#### Stated goal:
Return each of the following entries word for word, keeping every line unchanged.
___ Provided records
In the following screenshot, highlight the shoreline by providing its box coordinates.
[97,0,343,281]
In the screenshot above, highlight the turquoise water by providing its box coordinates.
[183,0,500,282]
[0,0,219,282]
______
#### Reply:
In the following screenshot, highlight the shoreline by providing its box coordinates.
[97,0,343,281]
In the screenshot above, highlight the turquoise water by providing its box coordinates.
[183,0,500,282]
[0,0,219,282]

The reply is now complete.